BEGIN PAGE TEXT

The project’s purpose is to predict the number of COVID-19 cases in South Korea with SIR modeling.
SIR modeling takes in dynamics of the COVID-19 outbreak as parameters and that is where the acronym is derived from. Those parameters are Susceptibles, Infected, and Recovered for a given time.
Data Set
We are using time series data from the GitHub datasets repository. The data has been cleaned and normalized for public use. The data is sourced from the team at Johns Hopkins University Center for Systems Science and Engineering (CSSE) who have been maintaining and collecting data from around the world.
Relevant Links:
https://github.com/datasets/covid-19
https://github.com/CSSEGISandData/COVID-19
# Loading Libraries
library('ggplot2')
library('deSolve')
library('EpiDynamics')
library('dplyr')
# Reading Data
df <- read.csv("time-series-19-covid-combined.csv", header = TRUE, sep =",")
Exploratory Data Analysis
We filtered the data for only South Korea and visualize the cumulative total of cases since January 22, 2020.
# Group the data by Country and Date
covidFilterData <- df %>%
dplyr::filter(Country.Region %in% c("Korea, South")) %>%
group_by(Date, Country.Region) %>%
summarise(Confirmed = sum(Confirmed), Deaths = sum(Deaths))
# visualize confirmed cases by date
ggplot(data = covidFilterData, aes(x = as.Date(covidFilterData$Date, "%Y-%m-%d"), y = Confirmed, group = Country.Region)) +
geom_line(aes(color = Country.Region)) +
labs(x = 'Date', y = 'Cumulative Total') +
geom_point(aes(color=Country.Region))+
ggtitle("Covid-19 Confirmed Cases by Date")+
scale_y_continuous(labels=scales::number_format(scale=.001, suffix="K")) +
scale_x_date(date_labels="%m-%d", date_breaks="1 week", limits=as.Date(c('2020-01-22', '2020-04-17'))) +
theme(axis.text.x = element_text(angle = 45, hjust = 1))

END PAGE TEXT
BEGIN DATASET

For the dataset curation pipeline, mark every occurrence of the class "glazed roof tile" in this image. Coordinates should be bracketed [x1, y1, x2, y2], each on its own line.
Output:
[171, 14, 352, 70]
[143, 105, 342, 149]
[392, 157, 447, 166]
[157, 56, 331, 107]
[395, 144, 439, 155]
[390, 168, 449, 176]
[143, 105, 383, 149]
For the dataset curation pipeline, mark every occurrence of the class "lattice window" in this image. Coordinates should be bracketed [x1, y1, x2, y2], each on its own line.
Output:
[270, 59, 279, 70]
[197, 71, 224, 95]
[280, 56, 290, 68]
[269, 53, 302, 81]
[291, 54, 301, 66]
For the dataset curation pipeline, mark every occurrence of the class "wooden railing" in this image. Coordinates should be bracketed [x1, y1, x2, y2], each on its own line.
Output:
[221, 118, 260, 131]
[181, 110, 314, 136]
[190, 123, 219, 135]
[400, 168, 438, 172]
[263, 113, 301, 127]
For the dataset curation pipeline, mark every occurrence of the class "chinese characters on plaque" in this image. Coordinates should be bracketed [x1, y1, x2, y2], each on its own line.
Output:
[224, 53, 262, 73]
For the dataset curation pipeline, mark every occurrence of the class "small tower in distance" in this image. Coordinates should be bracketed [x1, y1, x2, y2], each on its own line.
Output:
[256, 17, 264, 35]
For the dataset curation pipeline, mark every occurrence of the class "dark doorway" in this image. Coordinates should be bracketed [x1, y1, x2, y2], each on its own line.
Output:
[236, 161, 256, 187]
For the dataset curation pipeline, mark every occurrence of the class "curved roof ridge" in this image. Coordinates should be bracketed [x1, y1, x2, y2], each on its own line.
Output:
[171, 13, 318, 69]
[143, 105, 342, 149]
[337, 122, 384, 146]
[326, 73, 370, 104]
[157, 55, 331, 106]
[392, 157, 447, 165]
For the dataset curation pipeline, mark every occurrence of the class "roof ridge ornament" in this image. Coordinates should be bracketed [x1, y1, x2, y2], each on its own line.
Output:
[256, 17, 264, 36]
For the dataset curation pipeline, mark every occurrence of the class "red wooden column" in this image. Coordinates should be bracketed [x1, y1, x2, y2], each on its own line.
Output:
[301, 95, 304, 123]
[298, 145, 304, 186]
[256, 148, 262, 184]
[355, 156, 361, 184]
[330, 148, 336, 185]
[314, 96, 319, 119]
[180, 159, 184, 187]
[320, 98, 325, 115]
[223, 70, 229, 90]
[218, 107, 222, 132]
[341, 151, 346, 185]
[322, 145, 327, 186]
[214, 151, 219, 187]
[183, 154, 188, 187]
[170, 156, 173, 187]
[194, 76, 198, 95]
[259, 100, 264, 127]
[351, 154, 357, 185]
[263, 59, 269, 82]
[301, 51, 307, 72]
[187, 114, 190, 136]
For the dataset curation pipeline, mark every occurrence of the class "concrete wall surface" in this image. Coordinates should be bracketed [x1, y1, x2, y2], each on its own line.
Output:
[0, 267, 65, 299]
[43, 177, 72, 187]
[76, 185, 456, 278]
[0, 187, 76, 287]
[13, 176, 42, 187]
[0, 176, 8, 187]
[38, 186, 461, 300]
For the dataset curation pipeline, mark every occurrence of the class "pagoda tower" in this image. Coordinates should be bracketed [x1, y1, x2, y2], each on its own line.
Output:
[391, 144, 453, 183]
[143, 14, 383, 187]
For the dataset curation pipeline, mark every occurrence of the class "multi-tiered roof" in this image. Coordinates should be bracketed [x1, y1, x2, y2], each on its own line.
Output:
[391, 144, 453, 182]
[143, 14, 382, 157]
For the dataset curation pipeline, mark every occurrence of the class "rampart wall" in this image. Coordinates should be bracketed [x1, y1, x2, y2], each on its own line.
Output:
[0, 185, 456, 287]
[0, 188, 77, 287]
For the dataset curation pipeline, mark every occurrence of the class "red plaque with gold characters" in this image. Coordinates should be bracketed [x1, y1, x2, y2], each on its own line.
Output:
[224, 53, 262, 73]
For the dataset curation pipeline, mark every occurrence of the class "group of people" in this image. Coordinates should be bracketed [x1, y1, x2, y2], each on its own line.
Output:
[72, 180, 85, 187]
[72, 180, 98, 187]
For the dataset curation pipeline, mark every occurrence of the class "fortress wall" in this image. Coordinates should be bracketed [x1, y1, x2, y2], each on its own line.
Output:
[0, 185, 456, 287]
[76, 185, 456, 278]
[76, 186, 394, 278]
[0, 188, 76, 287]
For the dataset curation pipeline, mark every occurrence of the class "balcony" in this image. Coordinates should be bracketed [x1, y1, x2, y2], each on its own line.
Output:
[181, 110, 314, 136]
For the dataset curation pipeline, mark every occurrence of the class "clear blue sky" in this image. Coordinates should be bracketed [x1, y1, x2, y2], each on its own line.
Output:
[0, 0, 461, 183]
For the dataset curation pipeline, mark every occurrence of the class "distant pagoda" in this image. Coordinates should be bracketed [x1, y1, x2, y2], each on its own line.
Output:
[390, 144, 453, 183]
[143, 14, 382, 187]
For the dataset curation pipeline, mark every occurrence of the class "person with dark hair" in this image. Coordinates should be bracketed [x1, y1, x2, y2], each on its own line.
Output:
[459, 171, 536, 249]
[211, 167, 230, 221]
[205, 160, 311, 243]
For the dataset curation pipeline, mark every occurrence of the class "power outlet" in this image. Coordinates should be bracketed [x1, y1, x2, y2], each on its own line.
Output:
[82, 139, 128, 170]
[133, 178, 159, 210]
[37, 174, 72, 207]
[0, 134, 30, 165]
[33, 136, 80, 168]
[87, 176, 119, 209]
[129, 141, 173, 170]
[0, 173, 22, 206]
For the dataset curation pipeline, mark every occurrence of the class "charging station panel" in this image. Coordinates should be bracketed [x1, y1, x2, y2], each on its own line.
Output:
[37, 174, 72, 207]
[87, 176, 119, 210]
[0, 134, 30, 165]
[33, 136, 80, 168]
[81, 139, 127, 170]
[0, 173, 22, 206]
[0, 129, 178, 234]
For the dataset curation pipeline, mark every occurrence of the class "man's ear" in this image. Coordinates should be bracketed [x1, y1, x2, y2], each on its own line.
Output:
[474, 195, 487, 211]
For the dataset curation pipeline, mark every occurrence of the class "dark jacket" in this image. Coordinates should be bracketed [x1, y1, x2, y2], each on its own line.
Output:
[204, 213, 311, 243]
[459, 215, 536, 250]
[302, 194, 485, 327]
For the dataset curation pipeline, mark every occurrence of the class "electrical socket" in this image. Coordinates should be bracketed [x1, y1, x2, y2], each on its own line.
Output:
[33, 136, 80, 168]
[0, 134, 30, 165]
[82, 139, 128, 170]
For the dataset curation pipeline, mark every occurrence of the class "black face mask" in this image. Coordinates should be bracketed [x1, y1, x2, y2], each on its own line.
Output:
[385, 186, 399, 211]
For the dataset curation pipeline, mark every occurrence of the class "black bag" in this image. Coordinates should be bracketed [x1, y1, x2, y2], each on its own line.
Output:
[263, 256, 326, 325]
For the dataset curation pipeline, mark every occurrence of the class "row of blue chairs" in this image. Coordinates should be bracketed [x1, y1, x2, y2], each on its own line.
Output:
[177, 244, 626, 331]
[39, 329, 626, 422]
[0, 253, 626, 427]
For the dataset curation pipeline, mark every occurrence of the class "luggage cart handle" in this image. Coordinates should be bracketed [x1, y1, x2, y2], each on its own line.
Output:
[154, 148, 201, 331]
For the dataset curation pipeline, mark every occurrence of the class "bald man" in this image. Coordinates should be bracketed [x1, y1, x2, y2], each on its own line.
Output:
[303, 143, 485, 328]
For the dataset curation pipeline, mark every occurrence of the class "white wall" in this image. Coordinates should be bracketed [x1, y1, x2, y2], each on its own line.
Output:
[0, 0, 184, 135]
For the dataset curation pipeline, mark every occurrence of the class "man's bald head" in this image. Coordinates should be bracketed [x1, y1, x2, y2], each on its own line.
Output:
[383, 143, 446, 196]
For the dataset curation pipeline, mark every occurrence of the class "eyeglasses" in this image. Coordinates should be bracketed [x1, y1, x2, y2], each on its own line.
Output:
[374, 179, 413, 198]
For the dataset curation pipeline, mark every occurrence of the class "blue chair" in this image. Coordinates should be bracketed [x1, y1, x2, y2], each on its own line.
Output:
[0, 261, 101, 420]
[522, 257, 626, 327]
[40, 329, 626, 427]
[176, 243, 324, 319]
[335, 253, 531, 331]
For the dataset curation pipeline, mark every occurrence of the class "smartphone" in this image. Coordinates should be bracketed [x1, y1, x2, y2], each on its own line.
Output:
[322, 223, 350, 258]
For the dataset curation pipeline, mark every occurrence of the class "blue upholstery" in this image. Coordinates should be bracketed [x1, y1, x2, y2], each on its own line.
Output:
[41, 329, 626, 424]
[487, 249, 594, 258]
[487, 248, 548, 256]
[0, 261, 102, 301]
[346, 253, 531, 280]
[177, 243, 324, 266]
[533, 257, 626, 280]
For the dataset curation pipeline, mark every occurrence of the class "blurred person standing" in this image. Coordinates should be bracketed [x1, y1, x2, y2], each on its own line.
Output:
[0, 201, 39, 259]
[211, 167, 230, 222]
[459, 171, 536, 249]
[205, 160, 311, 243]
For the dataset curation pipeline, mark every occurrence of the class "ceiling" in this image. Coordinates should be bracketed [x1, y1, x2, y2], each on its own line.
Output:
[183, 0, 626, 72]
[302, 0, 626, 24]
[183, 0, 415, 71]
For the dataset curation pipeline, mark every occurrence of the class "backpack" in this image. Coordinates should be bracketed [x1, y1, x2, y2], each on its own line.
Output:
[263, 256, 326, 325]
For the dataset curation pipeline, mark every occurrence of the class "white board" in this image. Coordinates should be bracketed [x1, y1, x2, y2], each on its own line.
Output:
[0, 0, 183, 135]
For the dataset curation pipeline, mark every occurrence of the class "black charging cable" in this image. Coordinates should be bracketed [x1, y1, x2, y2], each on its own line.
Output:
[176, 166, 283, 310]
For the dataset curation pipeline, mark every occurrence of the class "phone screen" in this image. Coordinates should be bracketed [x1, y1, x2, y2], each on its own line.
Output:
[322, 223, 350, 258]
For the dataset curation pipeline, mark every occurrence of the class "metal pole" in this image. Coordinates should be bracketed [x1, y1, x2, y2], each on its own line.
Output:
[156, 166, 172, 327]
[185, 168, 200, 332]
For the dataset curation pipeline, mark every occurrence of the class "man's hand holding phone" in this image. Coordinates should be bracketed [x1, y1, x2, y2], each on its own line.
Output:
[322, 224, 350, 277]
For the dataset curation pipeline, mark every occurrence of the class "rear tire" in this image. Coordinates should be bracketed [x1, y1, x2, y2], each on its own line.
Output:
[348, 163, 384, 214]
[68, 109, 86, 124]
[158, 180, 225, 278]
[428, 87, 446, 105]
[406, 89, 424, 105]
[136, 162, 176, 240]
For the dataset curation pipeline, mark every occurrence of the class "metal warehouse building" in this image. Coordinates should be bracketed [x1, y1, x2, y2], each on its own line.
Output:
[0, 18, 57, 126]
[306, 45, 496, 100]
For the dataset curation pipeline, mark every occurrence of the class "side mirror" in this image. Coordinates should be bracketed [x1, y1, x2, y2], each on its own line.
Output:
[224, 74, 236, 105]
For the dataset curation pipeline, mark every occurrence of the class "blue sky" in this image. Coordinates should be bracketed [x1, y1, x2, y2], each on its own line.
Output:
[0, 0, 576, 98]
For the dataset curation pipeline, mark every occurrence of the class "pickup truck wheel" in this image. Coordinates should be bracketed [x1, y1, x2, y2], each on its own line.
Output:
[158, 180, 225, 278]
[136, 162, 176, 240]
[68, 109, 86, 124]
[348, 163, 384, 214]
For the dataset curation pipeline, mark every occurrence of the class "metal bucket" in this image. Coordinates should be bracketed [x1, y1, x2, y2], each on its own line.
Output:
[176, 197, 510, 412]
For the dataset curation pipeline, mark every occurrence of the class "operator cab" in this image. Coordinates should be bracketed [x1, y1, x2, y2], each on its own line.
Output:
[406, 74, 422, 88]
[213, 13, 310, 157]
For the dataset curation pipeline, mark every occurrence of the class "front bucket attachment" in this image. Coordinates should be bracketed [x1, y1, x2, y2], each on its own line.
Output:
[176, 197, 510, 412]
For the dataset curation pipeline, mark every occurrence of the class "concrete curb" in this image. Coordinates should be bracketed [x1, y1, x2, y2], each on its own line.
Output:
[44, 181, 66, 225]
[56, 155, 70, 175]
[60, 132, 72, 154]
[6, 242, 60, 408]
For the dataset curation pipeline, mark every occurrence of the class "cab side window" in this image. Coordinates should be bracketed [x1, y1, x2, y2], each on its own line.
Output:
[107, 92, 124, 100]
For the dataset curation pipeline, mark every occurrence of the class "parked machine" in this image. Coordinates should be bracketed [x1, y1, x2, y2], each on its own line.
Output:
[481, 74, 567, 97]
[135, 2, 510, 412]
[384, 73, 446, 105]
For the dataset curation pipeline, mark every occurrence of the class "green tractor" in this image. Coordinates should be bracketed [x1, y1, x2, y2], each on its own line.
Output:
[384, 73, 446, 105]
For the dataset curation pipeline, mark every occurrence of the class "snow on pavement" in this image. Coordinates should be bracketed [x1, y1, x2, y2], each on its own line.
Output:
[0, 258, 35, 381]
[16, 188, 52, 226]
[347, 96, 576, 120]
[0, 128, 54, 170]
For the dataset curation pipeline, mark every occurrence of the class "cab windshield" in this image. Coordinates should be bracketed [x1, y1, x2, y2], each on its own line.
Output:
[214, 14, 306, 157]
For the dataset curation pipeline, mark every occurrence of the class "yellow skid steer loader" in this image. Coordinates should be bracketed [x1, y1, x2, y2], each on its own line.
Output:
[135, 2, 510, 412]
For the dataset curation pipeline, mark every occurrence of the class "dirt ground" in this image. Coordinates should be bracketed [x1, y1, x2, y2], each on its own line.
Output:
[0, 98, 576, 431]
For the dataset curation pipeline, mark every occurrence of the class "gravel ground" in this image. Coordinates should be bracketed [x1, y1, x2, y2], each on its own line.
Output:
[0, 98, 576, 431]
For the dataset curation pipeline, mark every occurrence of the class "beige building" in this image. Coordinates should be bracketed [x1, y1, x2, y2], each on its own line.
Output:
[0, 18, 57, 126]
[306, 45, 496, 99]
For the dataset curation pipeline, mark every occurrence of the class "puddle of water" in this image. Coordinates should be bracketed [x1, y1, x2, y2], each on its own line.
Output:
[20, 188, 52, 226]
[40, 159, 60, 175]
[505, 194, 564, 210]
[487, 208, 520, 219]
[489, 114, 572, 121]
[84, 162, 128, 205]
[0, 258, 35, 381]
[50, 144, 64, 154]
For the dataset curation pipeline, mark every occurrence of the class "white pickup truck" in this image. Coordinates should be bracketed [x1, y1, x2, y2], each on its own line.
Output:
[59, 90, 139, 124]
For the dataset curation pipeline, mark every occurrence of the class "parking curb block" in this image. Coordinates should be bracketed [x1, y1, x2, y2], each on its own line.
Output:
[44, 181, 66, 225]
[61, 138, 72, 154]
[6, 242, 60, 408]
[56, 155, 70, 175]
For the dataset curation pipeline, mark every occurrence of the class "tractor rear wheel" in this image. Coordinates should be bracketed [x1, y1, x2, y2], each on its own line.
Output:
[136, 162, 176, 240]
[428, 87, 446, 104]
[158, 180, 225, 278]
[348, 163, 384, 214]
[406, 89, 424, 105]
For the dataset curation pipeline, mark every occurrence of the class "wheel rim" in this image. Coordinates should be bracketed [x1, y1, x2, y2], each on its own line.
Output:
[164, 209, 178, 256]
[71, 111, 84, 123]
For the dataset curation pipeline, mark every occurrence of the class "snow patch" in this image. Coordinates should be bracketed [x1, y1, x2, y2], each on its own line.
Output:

END DATASET

• _PROBLEMS TO SOLVE_:
• a. Replace "South Korea" with "Japan" in the COVID-19 SIR modeling page from "library('deSolve')" to "January 22, 2020.", and give that passage back with the change.
• b. In the COVID-19 SIR modeling page, shorten the paragraph beginning "We are using time series data" to a bulleted list of its main facts.
• c. Write what follows the last line of the COVID-19 SIR modeling page for South Korea.

• _ANSWERS TO THE EXERCISE_:
• a.
library('deSolve')
library('EpiDynamics')
library('dplyr')
# Reading Data
df <- read.csv("time-series-19-covid-combined.csv", header = TRUE, sep =",")
Exploratory Data Analysis
We filtered the data for only Japan and visualize the cumulative total of cases since January 22, 2020.

• b.
- Time series data comes from the GitHub datasets repository.
- The data has been cleaned and normalized for public use.
- It is sourced from the Johns Hopkins University Center for Systems Science and Engineering (CSSE), which has been maintaining and collecting data from around the world.

• c.
Compiling the SIR Model
We estimated South Korea’s population and compiled the SIR model to take time, state, and parameters (estimates of the avgContacts and recoverRate) as inputs. The SIR model estimates the number of cases of Susceptibles, Infected, and Recovered for a given time. avgContacts is the average number of people contacts per person and recoverRate is the recovery rate. We calculate avgContacts and recoverRate by minimizing the Residual Sum of Squares.
# South Korea population
p <- 51178579
SK <- subset(df, Country.Region == "Korea, South")
colnames(SK)[6] <- "cases"
SK$Date <- as.Date(SK$Date)
# SIR Model
SIR <- function(time, state, parameters) {
par <- as.list(c(state, parameters))
with(par, {
dS <- -avgContacts/p * I * S
dI <- avgContacts/p * I * S - recoverRate * I
dR <- recoverRate * I
list(c(dS, dI, dR))
})
}
# Number of Confirmed COVID-19 Cases
infected <- as.integer(SK$cases)
time <- 1:length(infected)
init <- c(S = p-infected[1], I = infected[1], R = 0)
# Residual Sum of Squares
library(deSolve)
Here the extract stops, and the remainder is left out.